*TEXT SECTION*.
True, 1080i and 1080p aren't the same thing, but they are the same resolution. Let the argument commence......

......What about 1080p?
Yes, what about it? Your 1080p TV accepts many different resolutions, and converts them all to 1,920x1,080 pixels. For most sources, this is from a process known as upconversion. Check out my article, appropriately called " What is upconversion ?" for more info on that process.

When your TV is sent a 1080i signal, however, a different process occurs: deinterlacing. This is when the TV combines the two fields into frames. If it's done right, the TV repeats each full frame to create 60 "fps" from the original 30.

If it's done wrong, the TV instead takes each field, and just doubles the information. So you're actually getting 1,920x540p. Many early 1080p HDTVs did this, but pretty much no modern one does. In a TV review, this is the main thing we're checking when we test deinterlacing prowess.*

http://hometheater.about.com/od/televisionbasics/qt/1080ivs1080p.htm

http://hometheaterhifi.com/technica...ion-1080p-tv-why-you-should-be-concerned.html

If the TiVo menu is native 1080p, then I see the point you're making, but it is still the same resolution, period, and the quality of the end result on the display is still dependent on the scaling and deinterlacing of whatever is in the chain AFTER the TiVo (receiver, scaler, Display Device). If TiVo throws away half those fields, then that's on them.


----------



## Dan203 (Apr 17, 2000)

*PROBLEM DESCRIPTION*. From the forum post on 1080i versus 1080p, reproduce word for word the part that opens with the words containing "If it's done wrong, the" and closes with "(Apr 17, 2000)". Nothing in the data below has any bearing on this.

*RECORDED DATA*.
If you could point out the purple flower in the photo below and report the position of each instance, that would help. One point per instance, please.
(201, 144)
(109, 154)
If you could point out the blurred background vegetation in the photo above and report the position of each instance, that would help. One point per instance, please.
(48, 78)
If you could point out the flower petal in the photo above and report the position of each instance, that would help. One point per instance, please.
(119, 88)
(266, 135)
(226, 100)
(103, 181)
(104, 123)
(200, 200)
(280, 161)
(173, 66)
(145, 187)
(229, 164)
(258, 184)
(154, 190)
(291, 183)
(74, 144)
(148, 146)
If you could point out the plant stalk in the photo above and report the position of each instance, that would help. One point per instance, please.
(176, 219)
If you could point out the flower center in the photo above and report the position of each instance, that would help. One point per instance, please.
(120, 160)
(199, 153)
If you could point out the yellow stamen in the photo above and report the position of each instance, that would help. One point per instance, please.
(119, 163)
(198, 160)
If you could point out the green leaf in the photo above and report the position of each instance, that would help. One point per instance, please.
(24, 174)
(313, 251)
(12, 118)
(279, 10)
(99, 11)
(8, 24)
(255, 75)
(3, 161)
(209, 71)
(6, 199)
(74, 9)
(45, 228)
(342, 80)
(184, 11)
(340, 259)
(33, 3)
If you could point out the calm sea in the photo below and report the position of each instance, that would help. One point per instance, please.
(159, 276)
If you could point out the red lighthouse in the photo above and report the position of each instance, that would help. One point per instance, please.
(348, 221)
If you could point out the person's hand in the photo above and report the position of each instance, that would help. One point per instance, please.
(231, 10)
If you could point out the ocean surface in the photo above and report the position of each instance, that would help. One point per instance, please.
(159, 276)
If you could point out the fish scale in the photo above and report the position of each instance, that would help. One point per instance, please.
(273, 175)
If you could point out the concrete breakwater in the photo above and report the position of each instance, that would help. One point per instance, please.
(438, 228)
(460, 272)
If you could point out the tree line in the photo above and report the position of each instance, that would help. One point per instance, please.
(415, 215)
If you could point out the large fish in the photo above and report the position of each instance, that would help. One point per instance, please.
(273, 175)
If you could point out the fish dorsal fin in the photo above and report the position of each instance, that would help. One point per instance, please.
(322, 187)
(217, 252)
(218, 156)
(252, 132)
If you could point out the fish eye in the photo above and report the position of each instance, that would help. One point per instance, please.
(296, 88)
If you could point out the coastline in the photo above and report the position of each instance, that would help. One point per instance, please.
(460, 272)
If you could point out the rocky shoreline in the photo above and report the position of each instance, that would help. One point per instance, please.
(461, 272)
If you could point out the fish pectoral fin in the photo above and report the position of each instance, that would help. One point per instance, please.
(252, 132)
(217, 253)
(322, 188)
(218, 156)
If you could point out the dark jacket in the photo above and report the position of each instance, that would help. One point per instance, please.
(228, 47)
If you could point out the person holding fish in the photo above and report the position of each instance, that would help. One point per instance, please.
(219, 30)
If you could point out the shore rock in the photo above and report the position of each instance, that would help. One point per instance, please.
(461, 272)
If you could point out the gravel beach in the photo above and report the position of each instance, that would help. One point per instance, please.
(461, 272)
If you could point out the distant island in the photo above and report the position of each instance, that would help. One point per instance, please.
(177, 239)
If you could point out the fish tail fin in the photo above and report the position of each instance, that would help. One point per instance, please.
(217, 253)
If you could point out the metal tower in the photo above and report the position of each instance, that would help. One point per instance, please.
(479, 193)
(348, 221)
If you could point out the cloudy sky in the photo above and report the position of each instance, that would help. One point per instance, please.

*SOLUTION FOR THIS TASK*.
If it's done wrong, the TV instead takes each field, and just doubles the information. So you're actually getting 1,920x540p. Many early 1080p HDTVs did this, but pretty much no modern one does. In a TV review, this is the main thing we're checking when we test deinterlacing prowess.*

http://hometheater.about.com/od/televisionbasics/qt/1080ivs1080p.htm

http://hometheaterhifi.com/technica...ion-1080p-tv-why-you-should-be-concerned.html

If the TiVo menu is native 1080p, then I see the point you're making, but it is still the same resolution, period, and the quality of the end result on the display is still dependent on the scaling and deinterlacing of whatever is in the chain AFTER the TiVo (receiver, scaler, Display Device). If TiVo throws away half those fields, then that's on them.


----------



## Dan203 (Apr 17, 2000)